ACTIVITY — Your response should be every line of the data, written out exactly.

■ ■ ■ ■ ■

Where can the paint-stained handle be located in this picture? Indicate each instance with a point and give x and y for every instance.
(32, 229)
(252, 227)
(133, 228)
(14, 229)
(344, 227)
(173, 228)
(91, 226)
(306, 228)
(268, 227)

■ ■ ■ ■ ■

RESULT OF THIS EXERCISE —
Where can the paint-stained handle be located in this picture? Indicate each instance with a point and give x and y for every instance.
(32, 229)
(252, 227)
(133, 228)
(14, 229)
(344, 227)
(173, 228)
(91, 226)
(306, 228)
(268, 227)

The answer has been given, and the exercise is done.